:: Data for processing

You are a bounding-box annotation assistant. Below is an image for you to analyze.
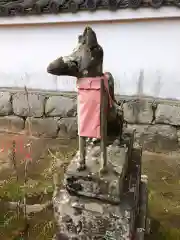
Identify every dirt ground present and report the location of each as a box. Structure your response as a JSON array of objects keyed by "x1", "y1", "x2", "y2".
[{"x1": 0, "y1": 134, "x2": 180, "y2": 240}]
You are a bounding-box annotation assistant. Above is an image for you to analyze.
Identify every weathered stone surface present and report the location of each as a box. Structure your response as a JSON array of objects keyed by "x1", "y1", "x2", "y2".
[
  {"x1": 156, "y1": 104, "x2": 180, "y2": 126},
  {"x1": 0, "y1": 92, "x2": 12, "y2": 116},
  {"x1": 53, "y1": 189, "x2": 131, "y2": 240},
  {"x1": 66, "y1": 144, "x2": 128, "y2": 202},
  {"x1": 45, "y1": 96, "x2": 77, "y2": 117},
  {"x1": 123, "y1": 99, "x2": 153, "y2": 124},
  {"x1": 12, "y1": 92, "x2": 45, "y2": 117},
  {"x1": 58, "y1": 117, "x2": 78, "y2": 138},
  {"x1": 0, "y1": 116, "x2": 24, "y2": 132},
  {"x1": 25, "y1": 117, "x2": 58, "y2": 138},
  {"x1": 129, "y1": 124, "x2": 178, "y2": 152}
]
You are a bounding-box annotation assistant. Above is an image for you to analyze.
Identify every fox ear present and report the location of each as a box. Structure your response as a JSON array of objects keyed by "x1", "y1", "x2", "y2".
[{"x1": 83, "y1": 27, "x2": 98, "y2": 48}]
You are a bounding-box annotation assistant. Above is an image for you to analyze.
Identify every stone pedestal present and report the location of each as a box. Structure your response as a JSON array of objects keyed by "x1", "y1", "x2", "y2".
[{"x1": 54, "y1": 132, "x2": 145, "y2": 240}]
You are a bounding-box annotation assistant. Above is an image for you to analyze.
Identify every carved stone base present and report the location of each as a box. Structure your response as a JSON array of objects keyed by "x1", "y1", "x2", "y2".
[{"x1": 54, "y1": 131, "x2": 146, "y2": 240}]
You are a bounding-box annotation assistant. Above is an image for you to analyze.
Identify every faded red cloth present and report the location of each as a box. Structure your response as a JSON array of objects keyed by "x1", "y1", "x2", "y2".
[{"x1": 77, "y1": 75, "x2": 112, "y2": 139}]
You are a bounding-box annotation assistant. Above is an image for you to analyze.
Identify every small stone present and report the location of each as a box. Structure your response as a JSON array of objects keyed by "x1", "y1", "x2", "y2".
[
  {"x1": 58, "y1": 117, "x2": 78, "y2": 138},
  {"x1": 0, "y1": 116, "x2": 24, "y2": 132},
  {"x1": 45, "y1": 96, "x2": 77, "y2": 117},
  {"x1": 0, "y1": 92, "x2": 12, "y2": 116},
  {"x1": 12, "y1": 92, "x2": 45, "y2": 117},
  {"x1": 123, "y1": 99, "x2": 153, "y2": 124},
  {"x1": 140, "y1": 125, "x2": 178, "y2": 152},
  {"x1": 155, "y1": 104, "x2": 180, "y2": 126},
  {"x1": 25, "y1": 117, "x2": 58, "y2": 138}
]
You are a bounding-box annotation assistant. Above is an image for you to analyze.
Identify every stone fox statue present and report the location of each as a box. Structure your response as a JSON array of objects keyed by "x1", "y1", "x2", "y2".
[{"x1": 47, "y1": 27, "x2": 123, "y2": 136}]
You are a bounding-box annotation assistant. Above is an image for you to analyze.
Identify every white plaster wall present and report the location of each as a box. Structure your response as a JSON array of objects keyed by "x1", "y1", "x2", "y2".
[{"x1": 0, "y1": 20, "x2": 180, "y2": 99}]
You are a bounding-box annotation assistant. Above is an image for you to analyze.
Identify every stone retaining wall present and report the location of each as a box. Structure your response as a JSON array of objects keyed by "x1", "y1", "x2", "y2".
[{"x1": 0, "y1": 90, "x2": 180, "y2": 152}]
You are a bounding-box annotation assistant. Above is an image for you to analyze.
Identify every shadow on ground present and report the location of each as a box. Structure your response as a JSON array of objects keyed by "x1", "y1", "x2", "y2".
[{"x1": 143, "y1": 153, "x2": 180, "y2": 240}]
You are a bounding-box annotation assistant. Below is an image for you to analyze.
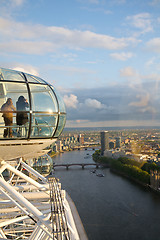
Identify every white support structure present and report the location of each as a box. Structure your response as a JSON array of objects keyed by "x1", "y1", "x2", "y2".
[{"x1": 0, "y1": 159, "x2": 80, "y2": 240}]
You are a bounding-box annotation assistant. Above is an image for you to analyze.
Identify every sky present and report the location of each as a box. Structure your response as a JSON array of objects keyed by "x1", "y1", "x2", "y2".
[{"x1": 0, "y1": 0, "x2": 160, "y2": 127}]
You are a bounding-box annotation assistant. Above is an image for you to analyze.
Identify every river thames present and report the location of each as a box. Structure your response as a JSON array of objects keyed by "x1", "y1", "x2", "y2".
[{"x1": 53, "y1": 150, "x2": 160, "y2": 240}]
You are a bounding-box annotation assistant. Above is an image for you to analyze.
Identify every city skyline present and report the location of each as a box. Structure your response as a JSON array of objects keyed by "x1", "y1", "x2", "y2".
[{"x1": 0, "y1": 0, "x2": 160, "y2": 127}]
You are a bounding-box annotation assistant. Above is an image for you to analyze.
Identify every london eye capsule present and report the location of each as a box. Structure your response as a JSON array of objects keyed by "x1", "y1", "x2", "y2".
[{"x1": 0, "y1": 68, "x2": 66, "y2": 160}]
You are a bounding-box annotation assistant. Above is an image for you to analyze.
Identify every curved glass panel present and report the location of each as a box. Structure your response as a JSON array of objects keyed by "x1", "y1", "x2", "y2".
[
  {"x1": 25, "y1": 73, "x2": 46, "y2": 84},
  {"x1": 31, "y1": 113, "x2": 58, "y2": 138},
  {"x1": 54, "y1": 115, "x2": 66, "y2": 137},
  {"x1": 51, "y1": 86, "x2": 66, "y2": 113},
  {"x1": 0, "y1": 68, "x2": 66, "y2": 139},
  {"x1": 0, "y1": 82, "x2": 29, "y2": 138},
  {"x1": 29, "y1": 84, "x2": 58, "y2": 113},
  {"x1": 0, "y1": 68, "x2": 25, "y2": 82}
]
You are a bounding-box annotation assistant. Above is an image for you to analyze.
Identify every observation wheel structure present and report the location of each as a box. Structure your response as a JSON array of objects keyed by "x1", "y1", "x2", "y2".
[
  {"x1": 0, "y1": 68, "x2": 79, "y2": 240},
  {"x1": 0, "y1": 68, "x2": 66, "y2": 160}
]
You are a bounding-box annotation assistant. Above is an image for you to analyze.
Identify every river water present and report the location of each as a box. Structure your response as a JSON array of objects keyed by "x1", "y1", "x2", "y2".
[{"x1": 53, "y1": 150, "x2": 160, "y2": 240}]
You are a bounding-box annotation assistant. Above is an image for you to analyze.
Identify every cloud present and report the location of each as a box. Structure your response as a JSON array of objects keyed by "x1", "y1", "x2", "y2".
[
  {"x1": 150, "y1": 0, "x2": 160, "y2": 5},
  {"x1": 85, "y1": 98, "x2": 106, "y2": 109},
  {"x1": 0, "y1": 18, "x2": 138, "y2": 54},
  {"x1": 129, "y1": 93, "x2": 150, "y2": 107},
  {"x1": 110, "y1": 52, "x2": 133, "y2": 61},
  {"x1": 120, "y1": 67, "x2": 137, "y2": 77},
  {"x1": 63, "y1": 94, "x2": 78, "y2": 108},
  {"x1": 12, "y1": 64, "x2": 39, "y2": 76},
  {"x1": 9, "y1": 0, "x2": 25, "y2": 7},
  {"x1": 146, "y1": 38, "x2": 160, "y2": 53},
  {"x1": 126, "y1": 13, "x2": 153, "y2": 33}
]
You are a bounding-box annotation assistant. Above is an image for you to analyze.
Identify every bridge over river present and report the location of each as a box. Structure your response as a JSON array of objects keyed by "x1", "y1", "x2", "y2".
[{"x1": 53, "y1": 163, "x2": 109, "y2": 170}]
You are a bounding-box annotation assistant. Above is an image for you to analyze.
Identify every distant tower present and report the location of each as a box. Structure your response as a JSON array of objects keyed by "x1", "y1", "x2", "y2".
[
  {"x1": 78, "y1": 134, "x2": 84, "y2": 145},
  {"x1": 116, "y1": 137, "x2": 121, "y2": 148},
  {"x1": 101, "y1": 131, "x2": 109, "y2": 155}
]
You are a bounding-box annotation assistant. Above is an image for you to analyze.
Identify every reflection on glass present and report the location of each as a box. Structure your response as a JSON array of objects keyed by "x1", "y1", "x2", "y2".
[
  {"x1": 0, "y1": 68, "x2": 65, "y2": 139},
  {"x1": 0, "y1": 82, "x2": 29, "y2": 109},
  {"x1": 54, "y1": 115, "x2": 66, "y2": 137},
  {"x1": 25, "y1": 73, "x2": 46, "y2": 84},
  {"x1": 52, "y1": 87, "x2": 66, "y2": 113},
  {"x1": 0, "y1": 68, "x2": 25, "y2": 82},
  {"x1": 31, "y1": 113, "x2": 57, "y2": 138},
  {"x1": 30, "y1": 84, "x2": 58, "y2": 112}
]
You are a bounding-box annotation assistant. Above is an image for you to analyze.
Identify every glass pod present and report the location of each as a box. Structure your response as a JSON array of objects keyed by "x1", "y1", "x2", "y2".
[{"x1": 0, "y1": 68, "x2": 66, "y2": 140}]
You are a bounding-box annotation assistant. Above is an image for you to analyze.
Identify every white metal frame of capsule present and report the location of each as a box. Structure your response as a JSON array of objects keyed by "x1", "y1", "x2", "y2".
[
  {"x1": 0, "y1": 68, "x2": 66, "y2": 160},
  {"x1": 0, "y1": 68, "x2": 79, "y2": 240}
]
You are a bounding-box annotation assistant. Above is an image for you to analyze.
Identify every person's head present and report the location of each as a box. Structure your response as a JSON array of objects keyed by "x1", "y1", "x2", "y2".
[
  {"x1": 7, "y1": 98, "x2": 13, "y2": 105},
  {"x1": 18, "y1": 96, "x2": 26, "y2": 102}
]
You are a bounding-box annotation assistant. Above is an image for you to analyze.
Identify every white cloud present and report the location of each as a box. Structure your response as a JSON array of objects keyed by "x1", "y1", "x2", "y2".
[
  {"x1": 110, "y1": 52, "x2": 133, "y2": 61},
  {"x1": 85, "y1": 98, "x2": 106, "y2": 109},
  {"x1": 126, "y1": 13, "x2": 153, "y2": 33},
  {"x1": 10, "y1": 0, "x2": 25, "y2": 7},
  {"x1": 146, "y1": 38, "x2": 160, "y2": 53},
  {"x1": 0, "y1": 18, "x2": 138, "y2": 54},
  {"x1": 120, "y1": 67, "x2": 137, "y2": 77},
  {"x1": 150, "y1": 0, "x2": 160, "y2": 5},
  {"x1": 12, "y1": 64, "x2": 39, "y2": 76},
  {"x1": 63, "y1": 94, "x2": 78, "y2": 108}
]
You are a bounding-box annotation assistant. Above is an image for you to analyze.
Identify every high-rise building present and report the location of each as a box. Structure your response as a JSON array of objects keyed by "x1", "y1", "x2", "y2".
[
  {"x1": 101, "y1": 131, "x2": 109, "y2": 155},
  {"x1": 116, "y1": 137, "x2": 121, "y2": 148},
  {"x1": 78, "y1": 134, "x2": 84, "y2": 145}
]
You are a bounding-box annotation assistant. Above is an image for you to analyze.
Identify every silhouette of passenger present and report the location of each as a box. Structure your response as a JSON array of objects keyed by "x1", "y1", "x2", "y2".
[
  {"x1": 1, "y1": 98, "x2": 16, "y2": 138},
  {"x1": 16, "y1": 96, "x2": 29, "y2": 125},
  {"x1": 16, "y1": 96, "x2": 29, "y2": 136}
]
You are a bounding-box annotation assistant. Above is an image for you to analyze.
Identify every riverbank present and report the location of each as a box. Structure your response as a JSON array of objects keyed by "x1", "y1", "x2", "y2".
[{"x1": 53, "y1": 150, "x2": 160, "y2": 240}]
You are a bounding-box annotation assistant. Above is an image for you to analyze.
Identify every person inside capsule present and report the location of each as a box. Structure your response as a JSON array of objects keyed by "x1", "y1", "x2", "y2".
[
  {"x1": 16, "y1": 96, "x2": 29, "y2": 137},
  {"x1": 1, "y1": 98, "x2": 16, "y2": 138}
]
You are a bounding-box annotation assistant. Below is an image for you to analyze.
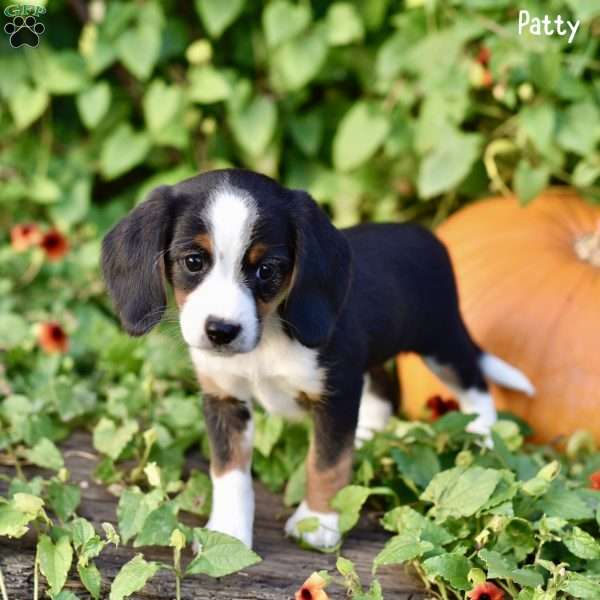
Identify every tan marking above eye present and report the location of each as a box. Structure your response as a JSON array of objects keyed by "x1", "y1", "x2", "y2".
[
  {"x1": 173, "y1": 288, "x2": 188, "y2": 308},
  {"x1": 248, "y1": 242, "x2": 267, "y2": 265},
  {"x1": 194, "y1": 233, "x2": 212, "y2": 254}
]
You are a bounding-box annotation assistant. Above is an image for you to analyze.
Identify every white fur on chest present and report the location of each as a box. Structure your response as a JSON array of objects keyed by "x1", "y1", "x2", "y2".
[{"x1": 190, "y1": 319, "x2": 325, "y2": 418}]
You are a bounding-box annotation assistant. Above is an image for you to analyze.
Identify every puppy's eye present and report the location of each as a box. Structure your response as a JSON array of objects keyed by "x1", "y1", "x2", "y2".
[
  {"x1": 183, "y1": 252, "x2": 206, "y2": 273},
  {"x1": 256, "y1": 263, "x2": 275, "y2": 281}
]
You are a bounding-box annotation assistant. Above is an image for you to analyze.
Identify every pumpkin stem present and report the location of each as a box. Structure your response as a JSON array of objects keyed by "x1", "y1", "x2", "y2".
[{"x1": 574, "y1": 221, "x2": 600, "y2": 267}]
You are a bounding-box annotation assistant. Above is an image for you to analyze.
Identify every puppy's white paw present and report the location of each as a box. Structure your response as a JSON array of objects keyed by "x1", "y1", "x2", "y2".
[
  {"x1": 206, "y1": 470, "x2": 254, "y2": 548},
  {"x1": 285, "y1": 500, "x2": 342, "y2": 550}
]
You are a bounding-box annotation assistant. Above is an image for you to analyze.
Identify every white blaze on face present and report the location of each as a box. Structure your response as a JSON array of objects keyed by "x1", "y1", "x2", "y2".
[{"x1": 180, "y1": 187, "x2": 258, "y2": 352}]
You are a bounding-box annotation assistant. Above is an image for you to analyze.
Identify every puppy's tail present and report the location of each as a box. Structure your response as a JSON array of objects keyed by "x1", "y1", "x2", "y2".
[{"x1": 479, "y1": 352, "x2": 535, "y2": 396}]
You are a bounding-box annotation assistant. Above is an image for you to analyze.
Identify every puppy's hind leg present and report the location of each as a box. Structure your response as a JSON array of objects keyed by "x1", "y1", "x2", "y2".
[
  {"x1": 203, "y1": 394, "x2": 254, "y2": 547},
  {"x1": 425, "y1": 316, "x2": 498, "y2": 436},
  {"x1": 354, "y1": 367, "x2": 398, "y2": 448},
  {"x1": 285, "y1": 374, "x2": 362, "y2": 549},
  {"x1": 424, "y1": 356, "x2": 498, "y2": 436}
]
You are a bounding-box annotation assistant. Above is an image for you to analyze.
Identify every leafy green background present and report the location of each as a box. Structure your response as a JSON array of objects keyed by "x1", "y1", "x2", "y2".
[{"x1": 0, "y1": 0, "x2": 600, "y2": 598}]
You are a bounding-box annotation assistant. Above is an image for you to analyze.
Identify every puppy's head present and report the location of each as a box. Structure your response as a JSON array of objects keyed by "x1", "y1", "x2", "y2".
[{"x1": 102, "y1": 169, "x2": 351, "y2": 354}]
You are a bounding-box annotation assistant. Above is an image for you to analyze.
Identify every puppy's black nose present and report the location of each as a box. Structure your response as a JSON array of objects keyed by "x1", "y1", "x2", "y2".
[{"x1": 204, "y1": 317, "x2": 242, "y2": 346}]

::::

:: What the task asks ::
How many lines in the records above contain the word "puppy"? Reply with the number alone.

:: Task response ::
6